§ Quoted text
Louis Singleton Curtiss (July 1, 1865 – June 24, 1924) was a Canadian-born American architect. Notable as a pioneer of the curtain wall design, he was once described as "the Frank Lloyd Wright of Kansas City". In his career, he designed more than 200 buildings, though not all were realized. There are approximately 30 examples of his work still extant in Kansas City, Missouri where Curtiss spent his career, including his best known design, the Boley Clothing Company Building. Other notable works can be found throughout the American midwest.

Life and career
Curtiss was born in Belleville, Ontario, Canada. He studied architecture at the University of Toronto and in Paris before coming to Kansas City, Missouri, in 1887. In 1889, he began an architectural partnership with Frederick C. Gunn that produced over a dozen buildings. When the partnership dissolved in 1899, Curtiss, age 34, continued as a solo architect.

Curtiss designed the Boley Clothing Company Building in Kansas City, which is renowned as "one of the first glass curtain wall structures in the world." The six-story building also features cantilever floor slabs, cast iron structural detailing, and terra cotta decorative elements. The Historic American Buildings Survey described Curtiss' residence for Bernard Corrigan as "an important regional example of the Prairie Style" and "among the earliest residential structures in Kansas City to make extensive use of reinforced concrete."

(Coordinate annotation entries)
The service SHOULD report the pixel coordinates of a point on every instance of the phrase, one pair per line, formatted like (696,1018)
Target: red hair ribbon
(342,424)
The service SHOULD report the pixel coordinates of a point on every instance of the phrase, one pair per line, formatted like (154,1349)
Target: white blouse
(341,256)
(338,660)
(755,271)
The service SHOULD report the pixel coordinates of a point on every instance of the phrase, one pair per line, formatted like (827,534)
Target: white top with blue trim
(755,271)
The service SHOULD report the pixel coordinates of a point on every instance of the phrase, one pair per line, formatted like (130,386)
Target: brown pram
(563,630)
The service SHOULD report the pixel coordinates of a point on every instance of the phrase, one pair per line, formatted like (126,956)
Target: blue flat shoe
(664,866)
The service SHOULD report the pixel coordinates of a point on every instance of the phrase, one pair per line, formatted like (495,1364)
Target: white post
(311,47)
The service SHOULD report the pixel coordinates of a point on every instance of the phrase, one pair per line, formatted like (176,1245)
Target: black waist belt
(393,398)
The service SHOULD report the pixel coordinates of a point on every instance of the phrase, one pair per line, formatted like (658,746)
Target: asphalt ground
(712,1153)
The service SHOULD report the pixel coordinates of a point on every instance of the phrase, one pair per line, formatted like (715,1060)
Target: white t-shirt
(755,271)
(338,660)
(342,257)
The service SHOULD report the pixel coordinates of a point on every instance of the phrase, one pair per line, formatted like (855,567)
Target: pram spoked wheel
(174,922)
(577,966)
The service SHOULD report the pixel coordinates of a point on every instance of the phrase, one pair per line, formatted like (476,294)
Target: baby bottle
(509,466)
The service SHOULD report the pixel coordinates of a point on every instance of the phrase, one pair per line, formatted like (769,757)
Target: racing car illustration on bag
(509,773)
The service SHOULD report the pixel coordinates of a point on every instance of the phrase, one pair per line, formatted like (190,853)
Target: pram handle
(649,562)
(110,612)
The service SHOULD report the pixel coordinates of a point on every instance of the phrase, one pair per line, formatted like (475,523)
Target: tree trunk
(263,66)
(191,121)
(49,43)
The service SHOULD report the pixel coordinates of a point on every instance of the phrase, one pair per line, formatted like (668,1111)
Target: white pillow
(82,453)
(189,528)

§ Problem 1
According to the Curtiss biography, in what year did his partnership with Frederick C. Gunn dissolve?
§ Problem 2
Extract from the Curtiss biography the passage starting at "Life and career" and ending at "a solo architect.".

§ Task solution 1
1899

§ Task solution 2
Life and career
Curtiss was born in Belleville, Ontario, Canada. He studied architecture at the University of Toronto and in Paris before coming to Kansas City, Missouri, in 1887. In 1889, he began an architectural partnership with Frederick C. Gunn that produced over a dozen buildings. When the partnership dissolved in 1899, Curtiss, age 34, continued as a solo architect.